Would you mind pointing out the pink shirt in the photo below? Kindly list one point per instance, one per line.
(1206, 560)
════
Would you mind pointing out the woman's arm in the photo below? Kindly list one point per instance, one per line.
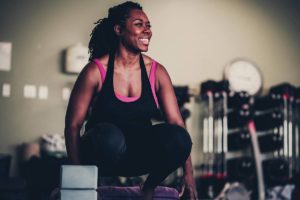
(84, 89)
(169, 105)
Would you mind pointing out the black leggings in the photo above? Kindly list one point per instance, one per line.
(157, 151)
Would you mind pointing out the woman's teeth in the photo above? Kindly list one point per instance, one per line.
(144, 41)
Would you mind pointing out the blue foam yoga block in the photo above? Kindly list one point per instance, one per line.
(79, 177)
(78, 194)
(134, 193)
════
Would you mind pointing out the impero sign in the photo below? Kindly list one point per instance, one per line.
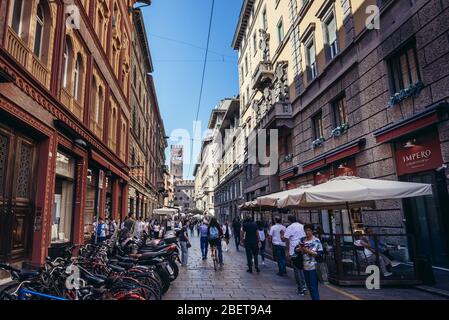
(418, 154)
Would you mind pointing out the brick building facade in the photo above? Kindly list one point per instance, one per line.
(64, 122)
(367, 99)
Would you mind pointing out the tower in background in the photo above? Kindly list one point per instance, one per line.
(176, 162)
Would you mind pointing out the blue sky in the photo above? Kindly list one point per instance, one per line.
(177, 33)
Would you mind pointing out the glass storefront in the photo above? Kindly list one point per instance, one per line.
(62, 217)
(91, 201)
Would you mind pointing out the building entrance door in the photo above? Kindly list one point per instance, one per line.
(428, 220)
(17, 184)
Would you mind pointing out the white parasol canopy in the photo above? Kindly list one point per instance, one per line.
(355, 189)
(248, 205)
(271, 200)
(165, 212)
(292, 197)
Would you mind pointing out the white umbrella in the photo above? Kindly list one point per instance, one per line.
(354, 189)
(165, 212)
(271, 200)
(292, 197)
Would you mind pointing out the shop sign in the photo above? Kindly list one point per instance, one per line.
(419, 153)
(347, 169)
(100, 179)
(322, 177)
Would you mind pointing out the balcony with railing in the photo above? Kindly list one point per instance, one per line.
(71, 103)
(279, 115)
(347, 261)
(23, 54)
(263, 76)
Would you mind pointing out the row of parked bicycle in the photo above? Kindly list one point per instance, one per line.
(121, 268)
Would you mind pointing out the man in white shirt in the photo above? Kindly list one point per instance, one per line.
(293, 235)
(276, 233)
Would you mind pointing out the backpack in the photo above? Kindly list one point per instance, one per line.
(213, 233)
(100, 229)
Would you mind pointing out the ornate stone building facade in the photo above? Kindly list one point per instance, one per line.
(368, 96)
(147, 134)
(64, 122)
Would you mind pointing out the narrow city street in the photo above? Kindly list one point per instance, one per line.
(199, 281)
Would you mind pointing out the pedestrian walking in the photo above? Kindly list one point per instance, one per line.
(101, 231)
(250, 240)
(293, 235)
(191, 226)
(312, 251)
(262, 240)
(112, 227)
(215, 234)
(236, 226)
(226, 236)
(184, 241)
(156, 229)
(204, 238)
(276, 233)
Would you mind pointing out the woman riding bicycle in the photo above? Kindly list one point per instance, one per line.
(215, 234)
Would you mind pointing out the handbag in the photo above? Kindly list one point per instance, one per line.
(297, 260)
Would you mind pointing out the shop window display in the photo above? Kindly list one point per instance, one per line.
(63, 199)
════
• Goal: Report each line above that contains the word "blue", copying every such line in full.

• Solution to the exercise:
Would you mind pointing out the blue foam yoga block in the photo above? Kindly list one point per instance, one per line.
Would you mind pointing out the blue sky in the photo above? Kindly list one point per instance, one per line.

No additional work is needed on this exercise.